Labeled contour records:
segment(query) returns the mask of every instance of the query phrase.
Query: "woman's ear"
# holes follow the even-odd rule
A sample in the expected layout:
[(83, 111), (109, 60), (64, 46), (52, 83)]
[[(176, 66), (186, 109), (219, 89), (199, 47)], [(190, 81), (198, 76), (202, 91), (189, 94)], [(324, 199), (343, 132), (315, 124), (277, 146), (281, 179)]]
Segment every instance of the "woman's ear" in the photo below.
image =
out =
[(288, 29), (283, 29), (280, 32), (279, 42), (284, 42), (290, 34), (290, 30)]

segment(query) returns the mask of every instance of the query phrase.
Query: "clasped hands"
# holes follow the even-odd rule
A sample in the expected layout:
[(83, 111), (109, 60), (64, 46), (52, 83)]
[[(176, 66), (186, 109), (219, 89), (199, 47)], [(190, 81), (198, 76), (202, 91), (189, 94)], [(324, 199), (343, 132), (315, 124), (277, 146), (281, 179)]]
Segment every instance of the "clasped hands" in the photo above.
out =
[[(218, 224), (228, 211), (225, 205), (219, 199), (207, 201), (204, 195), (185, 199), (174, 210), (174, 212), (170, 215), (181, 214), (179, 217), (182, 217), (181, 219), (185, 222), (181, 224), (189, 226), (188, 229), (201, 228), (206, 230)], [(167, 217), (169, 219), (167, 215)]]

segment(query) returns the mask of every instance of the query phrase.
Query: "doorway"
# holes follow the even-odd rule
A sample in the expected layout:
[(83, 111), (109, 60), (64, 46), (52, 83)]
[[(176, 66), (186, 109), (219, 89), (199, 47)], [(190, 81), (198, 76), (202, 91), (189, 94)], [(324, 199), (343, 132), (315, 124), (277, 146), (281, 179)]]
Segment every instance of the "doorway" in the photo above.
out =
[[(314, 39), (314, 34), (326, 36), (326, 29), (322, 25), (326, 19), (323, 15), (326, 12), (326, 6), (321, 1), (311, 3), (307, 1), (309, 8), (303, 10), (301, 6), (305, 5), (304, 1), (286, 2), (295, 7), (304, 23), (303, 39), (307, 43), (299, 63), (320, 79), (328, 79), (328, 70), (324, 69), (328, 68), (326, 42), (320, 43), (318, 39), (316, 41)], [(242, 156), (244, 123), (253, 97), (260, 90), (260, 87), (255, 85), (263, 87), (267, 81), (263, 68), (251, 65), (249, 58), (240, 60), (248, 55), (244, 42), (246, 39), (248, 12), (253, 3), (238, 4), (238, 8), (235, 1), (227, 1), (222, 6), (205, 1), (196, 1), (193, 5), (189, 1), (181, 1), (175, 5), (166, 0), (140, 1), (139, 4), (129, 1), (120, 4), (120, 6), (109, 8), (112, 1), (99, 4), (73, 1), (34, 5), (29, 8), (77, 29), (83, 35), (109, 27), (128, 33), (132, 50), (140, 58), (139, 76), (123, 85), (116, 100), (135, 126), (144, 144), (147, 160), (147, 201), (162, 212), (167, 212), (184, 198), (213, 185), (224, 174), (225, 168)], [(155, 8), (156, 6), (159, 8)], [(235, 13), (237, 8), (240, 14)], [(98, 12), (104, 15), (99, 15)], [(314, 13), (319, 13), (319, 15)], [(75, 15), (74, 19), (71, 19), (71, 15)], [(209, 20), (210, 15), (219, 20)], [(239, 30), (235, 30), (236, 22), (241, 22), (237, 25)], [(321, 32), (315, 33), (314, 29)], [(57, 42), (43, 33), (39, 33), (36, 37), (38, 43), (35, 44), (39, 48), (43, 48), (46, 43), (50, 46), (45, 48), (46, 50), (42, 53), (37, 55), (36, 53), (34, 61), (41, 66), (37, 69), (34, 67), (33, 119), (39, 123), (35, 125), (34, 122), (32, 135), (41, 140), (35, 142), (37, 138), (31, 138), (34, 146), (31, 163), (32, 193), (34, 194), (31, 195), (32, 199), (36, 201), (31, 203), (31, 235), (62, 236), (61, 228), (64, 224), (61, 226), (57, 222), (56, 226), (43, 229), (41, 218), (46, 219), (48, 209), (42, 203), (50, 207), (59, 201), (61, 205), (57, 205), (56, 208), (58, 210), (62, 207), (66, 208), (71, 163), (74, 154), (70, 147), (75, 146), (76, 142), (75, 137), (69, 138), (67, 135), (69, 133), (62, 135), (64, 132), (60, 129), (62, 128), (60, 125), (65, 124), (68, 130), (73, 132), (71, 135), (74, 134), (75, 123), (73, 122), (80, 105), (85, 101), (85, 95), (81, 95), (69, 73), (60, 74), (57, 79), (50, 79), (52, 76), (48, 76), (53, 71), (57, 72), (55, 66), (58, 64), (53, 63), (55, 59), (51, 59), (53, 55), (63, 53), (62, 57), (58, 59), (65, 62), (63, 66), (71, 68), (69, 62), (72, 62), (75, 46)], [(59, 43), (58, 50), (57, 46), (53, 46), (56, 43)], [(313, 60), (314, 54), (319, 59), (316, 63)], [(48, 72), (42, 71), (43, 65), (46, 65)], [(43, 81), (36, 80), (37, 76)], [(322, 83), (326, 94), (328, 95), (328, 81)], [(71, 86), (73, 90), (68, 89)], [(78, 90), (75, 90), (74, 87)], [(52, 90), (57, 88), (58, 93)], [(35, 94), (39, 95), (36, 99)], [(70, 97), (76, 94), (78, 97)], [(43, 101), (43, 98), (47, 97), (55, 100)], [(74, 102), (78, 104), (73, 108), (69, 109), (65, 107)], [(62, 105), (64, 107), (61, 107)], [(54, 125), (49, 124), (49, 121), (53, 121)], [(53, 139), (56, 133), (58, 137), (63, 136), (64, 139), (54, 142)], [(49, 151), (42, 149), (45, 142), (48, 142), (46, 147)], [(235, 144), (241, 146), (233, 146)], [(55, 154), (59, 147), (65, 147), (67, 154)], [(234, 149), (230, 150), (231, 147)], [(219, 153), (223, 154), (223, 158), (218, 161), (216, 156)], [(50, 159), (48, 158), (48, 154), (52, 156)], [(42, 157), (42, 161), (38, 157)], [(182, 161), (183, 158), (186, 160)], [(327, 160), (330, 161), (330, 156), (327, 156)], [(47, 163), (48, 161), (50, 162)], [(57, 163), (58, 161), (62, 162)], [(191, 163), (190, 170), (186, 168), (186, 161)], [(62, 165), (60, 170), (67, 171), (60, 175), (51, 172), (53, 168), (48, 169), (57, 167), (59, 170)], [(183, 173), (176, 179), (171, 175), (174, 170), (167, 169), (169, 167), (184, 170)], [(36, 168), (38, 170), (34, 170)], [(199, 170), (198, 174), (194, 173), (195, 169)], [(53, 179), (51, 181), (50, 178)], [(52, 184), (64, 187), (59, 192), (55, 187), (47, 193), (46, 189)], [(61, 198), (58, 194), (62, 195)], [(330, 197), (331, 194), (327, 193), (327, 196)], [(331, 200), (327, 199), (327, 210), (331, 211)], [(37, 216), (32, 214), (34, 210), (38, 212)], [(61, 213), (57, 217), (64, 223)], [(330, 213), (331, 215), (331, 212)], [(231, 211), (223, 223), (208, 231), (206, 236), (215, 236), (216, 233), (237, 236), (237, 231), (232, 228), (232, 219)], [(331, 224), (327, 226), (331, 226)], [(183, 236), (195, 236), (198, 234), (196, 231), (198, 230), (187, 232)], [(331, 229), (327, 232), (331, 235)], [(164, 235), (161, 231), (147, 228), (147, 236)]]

WHAT IS EXPECTED >> Pick out every line in the records above that contains the word "woman", and copy each one in full.

TASK RESPONSE >>
Query: "woman's ear"
Segment every instance of the "woman's ear" in the photo below.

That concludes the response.